## Selected extract

******

How is statutory redundancy pay calculated?
A redundancy payment is based on ‘a week’s pay’ and takes into account the employee’s age and the number of years of employment.
To calculate a redundancy payment, the employer must first determine the period, ending with the relevant date (ie the date on which the notice of redundancy expires or the date on which the termination of employment takes effect if no notice is given), during which the employee has been continuously employed. It must then work backwards from the end of that period to calculate the number of complete years of employment falling within that period.
Finally, the employer must allow the appropriate amount for each of those years of employment. At present, where an employee is made redundant after the age of 64, the redundancy payment due is reduced by one-twelfth for every complete month that the employee is over the age of 64.
Employees dismissed by reason of redundancy at or after age 65, or at or after a lower normal retirement age, have no entitlement to a statutory redundancy payment. Service before the age of 18 does not currently count towards a statutory redundancy payment.
What effect will the age discrimination legislation have on the calculation of statutory redundancy payments?
The Employment Equality (Age) Regulations 2006 amend the Employment Rights Act 1996 to remove the upper age limit for entitlement to a statutory redundancy payment. Years of service under the age of 18 will also count towards entitlement.
While the provisions for tapering the award between age 64 and 65 will be removed, a maximum of 20 years’ service will continue to count in calculating the award. Although the government had proposed to change the formula for calculating statutory redundancy payments by removing the age bands used, it recently announced that the current calculation method will be retained. In addition, the two-year continuous employment qualifying requirement is to remain.
If an employee has been given notice of redundancy and wants to leave before the end of the notice period to take up a new job, will this affect their right to a statutory redundancy payment?
The answer depends on whether or not the employer objects to the employee’s premature departure. If the employee gives written notice to terminate their employment on a date earlier than the original termination date given by the employer, they will not lose the right to a statutory redundancy payment if the employer does not object to the early departure.

******

## Available data
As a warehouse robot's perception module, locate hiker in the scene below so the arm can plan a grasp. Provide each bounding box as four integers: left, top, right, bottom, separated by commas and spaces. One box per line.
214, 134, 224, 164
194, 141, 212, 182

******

Reproduce the part of the redundancy pay text between "While the provisions" and "statutory redundancy payment?", inclusive, word for word. Work only from the text on statutory redundancy pay, not from the data.

While the provisions for tapering the award between age 64 and 65 will be removed, a maximum of 20 years’ service will continue to count in calculating the award. Although the government had proposed to change the formula for calculating statutory redundancy payments by removing the age bands used, it recently announced that the current calculation method will be retained. In addition, the two-year continuous employment qualifying requirement is to remain.
If an employee has been given notice of redundancy and wants to leave before the end of the notice period to take up a new job, will this affect their right to a statutory redundancy payment?